**Description of the task:**
What follows is a block of records; restate each one word for word.
** start **
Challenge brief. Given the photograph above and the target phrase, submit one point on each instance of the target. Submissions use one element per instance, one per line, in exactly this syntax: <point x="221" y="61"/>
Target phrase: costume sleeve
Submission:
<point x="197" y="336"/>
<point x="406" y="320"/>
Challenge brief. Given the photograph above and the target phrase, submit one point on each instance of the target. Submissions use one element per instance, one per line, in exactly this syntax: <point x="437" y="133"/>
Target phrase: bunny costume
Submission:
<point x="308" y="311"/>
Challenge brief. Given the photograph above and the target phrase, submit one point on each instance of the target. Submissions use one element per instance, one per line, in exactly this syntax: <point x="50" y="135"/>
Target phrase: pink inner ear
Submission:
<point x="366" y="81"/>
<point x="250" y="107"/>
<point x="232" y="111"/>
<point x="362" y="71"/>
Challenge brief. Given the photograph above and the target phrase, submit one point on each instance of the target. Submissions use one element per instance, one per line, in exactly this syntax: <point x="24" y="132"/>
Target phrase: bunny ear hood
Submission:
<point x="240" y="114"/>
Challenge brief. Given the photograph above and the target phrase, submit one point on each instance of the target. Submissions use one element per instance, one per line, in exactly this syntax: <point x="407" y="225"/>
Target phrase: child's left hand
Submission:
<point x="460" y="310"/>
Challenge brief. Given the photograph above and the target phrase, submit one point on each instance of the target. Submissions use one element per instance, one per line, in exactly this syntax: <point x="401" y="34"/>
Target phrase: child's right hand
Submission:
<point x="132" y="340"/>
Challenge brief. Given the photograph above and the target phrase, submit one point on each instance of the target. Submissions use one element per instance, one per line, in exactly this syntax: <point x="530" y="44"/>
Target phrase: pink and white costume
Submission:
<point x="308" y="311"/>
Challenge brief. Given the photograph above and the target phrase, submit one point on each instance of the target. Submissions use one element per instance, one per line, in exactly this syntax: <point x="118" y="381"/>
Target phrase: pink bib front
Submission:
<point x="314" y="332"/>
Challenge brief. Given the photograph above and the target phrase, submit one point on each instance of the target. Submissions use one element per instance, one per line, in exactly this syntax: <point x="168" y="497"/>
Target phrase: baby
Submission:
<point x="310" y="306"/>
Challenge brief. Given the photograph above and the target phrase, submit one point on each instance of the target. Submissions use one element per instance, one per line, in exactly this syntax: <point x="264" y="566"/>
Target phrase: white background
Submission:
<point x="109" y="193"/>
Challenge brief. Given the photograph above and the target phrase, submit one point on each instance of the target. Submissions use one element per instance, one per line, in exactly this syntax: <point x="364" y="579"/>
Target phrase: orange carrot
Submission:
** end **
**Problem solution:**
Challenge brief. Given the photograph above and the target phrase, submit one point on each instance of the target. Submissions use one element per instance, one per line, in exactly this syntax: <point x="221" y="61"/>
Target phrase: costume sleeve
Submission:
<point x="197" y="336"/>
<point x="406" y="320"/>
Challenge brief. Given the photograph above and the target phrase, submit one point on each instance of the target. Submissions use one element per instance, one per line, in exactly this syntax: <point x="437" y="133"/>
Target phrase: bunny costume
Submission:
<point x="308" y="311"/>
Challenge brief. Given the photograph above and the target phrase, submit one point on each instance of the target. Submissions use one element per instance, one per line, in exactly this syntax: <point x="50" y="135"/>
Target phrase: pink inner ear
Submission:
<point x="366" y="81"/>
<point x="250" y="107"/>
<point x="232" y="111"/>
<point x="362" y="71"/>
Challenge brief. Given the photograph above and the target phrase, submit one point on each instance of the target. Submissions use one element per instance, one per line, in exactly this syntax: <point x="24" y="132"/>
Target phrase: bunny ear hood
Submission:
<point x="240" y="114"/>
Challenge brief. Given the photograph above and the target phrase, submit one point on each instance of the target. Submissions use one element per instance, one per line, in exactly this syntax: <point x="407" y="225"/>
Target phrase: child's left hand
Submission:
<point x="460" y="310"/>
Challenge brief. Given the photograph above and the target phrase, submit one point on each instance of the target. Submissions use one element per instance, one per line, in exactly this syntax: <point x="401" y="34"/>
Target phrase: child's right hand
Submission:
<point x="132" y="340"/>
Challenge brief. Given the photograph above and the target phrase, submit one point on each instance of the target. Submissions use one element per instance, one per line, in exactly this syntax: <point x="530" y="44"/>
Target phrase: pink and white costume
Submission:
<point x="308" y="311"/>
Challenge brief. Given the photograph above and the target phrase, submit one point on each instance of the target. Submissions use one element per instance, one per line, in exactly this syntax: <point x="118" y="381"/>
Target phrase: pink bib front
Submission:
<point x="314" y="332"/>
Challenge brief. Given the photograph above and the target phrase, submit one point on each instance of the target. Submissions use one element per instance, one per line, in exactly this syntax: <point x="168" y="497"/>
Target phrase: baby
Submission:
<point x="310" y="306"/>
Challenge brief. Given the photograph above and the target phrase, submit one point on each instance of the target. Submissions use one element per instance, one per line, in exactly this syntax: <point x="264" y="566"/>
Target phrase: white background
Submission:
<point x="109" y="193"/>
Challenge brief. Given the photograph above and the target phrase, submit one point on each instance of the target. Submissions use one element per instance, one per line, in exactly this syntax: <point x="364" y="579"/>
Target phrase: orange carrot
Submission:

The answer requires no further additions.